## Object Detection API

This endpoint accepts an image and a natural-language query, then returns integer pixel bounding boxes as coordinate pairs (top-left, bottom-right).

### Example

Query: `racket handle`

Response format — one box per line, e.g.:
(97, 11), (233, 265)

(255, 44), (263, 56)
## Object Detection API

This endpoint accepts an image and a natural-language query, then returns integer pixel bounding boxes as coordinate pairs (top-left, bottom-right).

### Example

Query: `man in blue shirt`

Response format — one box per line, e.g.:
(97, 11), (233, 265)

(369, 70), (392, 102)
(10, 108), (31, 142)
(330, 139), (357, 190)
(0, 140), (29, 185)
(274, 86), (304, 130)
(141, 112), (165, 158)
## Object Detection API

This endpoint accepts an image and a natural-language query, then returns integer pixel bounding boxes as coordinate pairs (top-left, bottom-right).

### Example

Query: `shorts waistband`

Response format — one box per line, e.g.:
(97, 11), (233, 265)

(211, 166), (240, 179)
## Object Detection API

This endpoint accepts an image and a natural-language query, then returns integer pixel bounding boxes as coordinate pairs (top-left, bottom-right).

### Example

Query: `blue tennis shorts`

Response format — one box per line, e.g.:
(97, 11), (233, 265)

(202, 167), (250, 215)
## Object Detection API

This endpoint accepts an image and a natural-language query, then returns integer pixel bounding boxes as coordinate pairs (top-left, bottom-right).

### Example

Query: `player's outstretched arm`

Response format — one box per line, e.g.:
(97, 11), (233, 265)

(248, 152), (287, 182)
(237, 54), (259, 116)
- - -
Instructions to follow: Rewrite everything from the very start of the entries above down to and including the line containing "(255, 44), (263, 56)" as a numbered list, leaving out blank lines.

Solution to this task:
1. ## Object Detection API
2. This endpoint accepts an image and a natural-language query, then returns integer pixel bounding boxes as coordinate pairs (top-left, bottom-right).
3. ### Example
4. Query: `racket handle`
5. Response format — one box per line, e.g.:
6. (97, 11), (233, 265)
7. (255, 44), (263, 56)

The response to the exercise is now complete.